----- Data under study

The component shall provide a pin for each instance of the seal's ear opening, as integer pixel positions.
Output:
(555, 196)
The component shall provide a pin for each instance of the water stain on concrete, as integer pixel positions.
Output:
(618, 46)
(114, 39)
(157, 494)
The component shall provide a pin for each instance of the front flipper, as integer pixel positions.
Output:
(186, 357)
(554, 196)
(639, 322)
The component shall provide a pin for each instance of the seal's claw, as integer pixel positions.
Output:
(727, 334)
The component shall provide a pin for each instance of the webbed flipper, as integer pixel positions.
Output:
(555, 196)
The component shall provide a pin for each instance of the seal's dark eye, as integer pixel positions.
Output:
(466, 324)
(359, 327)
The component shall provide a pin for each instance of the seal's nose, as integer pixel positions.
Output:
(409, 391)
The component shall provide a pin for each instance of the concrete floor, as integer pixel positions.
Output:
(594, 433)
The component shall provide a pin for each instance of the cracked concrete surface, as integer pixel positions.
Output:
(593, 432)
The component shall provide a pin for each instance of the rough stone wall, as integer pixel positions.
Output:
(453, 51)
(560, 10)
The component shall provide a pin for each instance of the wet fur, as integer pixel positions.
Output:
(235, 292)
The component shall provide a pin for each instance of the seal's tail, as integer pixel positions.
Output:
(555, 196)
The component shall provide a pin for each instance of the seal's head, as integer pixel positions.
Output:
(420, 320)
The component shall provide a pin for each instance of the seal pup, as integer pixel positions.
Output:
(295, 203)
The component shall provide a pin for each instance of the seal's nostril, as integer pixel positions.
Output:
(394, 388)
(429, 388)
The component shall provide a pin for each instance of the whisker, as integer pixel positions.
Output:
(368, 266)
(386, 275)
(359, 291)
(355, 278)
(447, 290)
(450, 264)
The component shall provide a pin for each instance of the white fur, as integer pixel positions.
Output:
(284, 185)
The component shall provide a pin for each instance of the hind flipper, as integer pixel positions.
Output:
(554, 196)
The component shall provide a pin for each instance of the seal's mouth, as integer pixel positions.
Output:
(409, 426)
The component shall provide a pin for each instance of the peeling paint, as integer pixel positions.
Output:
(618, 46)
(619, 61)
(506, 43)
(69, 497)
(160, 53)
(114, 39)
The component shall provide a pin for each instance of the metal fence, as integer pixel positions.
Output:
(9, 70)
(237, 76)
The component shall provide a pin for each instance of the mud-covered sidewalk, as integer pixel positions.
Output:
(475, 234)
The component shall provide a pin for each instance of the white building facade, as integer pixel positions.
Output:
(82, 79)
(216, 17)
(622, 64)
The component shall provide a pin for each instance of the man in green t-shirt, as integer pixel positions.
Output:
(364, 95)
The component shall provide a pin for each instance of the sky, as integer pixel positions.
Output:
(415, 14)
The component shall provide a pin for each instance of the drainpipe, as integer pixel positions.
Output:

----------

* [Aim of the task]: Give the number of lines in the entries above that contain the string "concrete", and nothing more.

* [Completed task]: 3